PROBLEM TO SOLVE:
Pull each line with the string "bowl" from the entries.
[TASK MATERIAL — start]
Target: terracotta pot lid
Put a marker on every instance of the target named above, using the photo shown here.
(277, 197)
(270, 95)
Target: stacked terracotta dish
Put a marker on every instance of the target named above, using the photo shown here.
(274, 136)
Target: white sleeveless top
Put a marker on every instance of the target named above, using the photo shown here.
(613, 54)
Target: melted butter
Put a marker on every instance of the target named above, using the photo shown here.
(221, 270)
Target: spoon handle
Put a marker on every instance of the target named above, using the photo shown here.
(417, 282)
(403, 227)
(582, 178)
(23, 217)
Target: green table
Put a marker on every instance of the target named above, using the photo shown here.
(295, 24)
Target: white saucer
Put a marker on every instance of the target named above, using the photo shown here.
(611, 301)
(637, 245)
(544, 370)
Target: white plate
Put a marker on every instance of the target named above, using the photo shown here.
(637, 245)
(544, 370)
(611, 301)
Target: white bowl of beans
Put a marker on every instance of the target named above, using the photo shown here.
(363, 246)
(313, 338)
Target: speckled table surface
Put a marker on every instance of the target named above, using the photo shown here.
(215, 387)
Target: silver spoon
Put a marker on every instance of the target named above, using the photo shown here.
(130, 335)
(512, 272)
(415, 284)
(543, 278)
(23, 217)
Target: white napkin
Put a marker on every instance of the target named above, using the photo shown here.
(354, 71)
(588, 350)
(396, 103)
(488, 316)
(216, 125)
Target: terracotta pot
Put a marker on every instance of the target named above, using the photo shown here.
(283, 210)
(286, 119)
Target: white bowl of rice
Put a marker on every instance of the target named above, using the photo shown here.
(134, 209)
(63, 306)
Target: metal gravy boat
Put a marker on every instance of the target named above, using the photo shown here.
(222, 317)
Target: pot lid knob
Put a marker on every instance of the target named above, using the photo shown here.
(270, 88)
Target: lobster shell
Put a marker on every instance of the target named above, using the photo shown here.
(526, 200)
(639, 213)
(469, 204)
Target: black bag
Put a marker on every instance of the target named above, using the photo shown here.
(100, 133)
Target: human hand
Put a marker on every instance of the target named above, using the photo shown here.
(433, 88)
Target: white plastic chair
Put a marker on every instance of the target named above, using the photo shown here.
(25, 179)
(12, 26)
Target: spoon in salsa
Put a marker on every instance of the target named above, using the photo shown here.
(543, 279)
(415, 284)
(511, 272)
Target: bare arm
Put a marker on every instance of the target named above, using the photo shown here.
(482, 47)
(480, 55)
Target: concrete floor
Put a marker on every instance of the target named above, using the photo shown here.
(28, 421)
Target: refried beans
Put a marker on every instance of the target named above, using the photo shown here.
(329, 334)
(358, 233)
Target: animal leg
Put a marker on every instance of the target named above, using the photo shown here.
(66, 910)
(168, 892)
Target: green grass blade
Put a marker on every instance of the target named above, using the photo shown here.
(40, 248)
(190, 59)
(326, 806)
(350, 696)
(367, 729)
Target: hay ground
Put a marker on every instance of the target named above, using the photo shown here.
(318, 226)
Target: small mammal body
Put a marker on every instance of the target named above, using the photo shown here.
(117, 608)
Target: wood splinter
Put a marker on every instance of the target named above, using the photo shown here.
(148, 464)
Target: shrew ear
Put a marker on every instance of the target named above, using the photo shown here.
[TASK MATERIAL — finish]
SOLVED PROBLEM:
Target: white bowl of beans
Target: white bowl of rice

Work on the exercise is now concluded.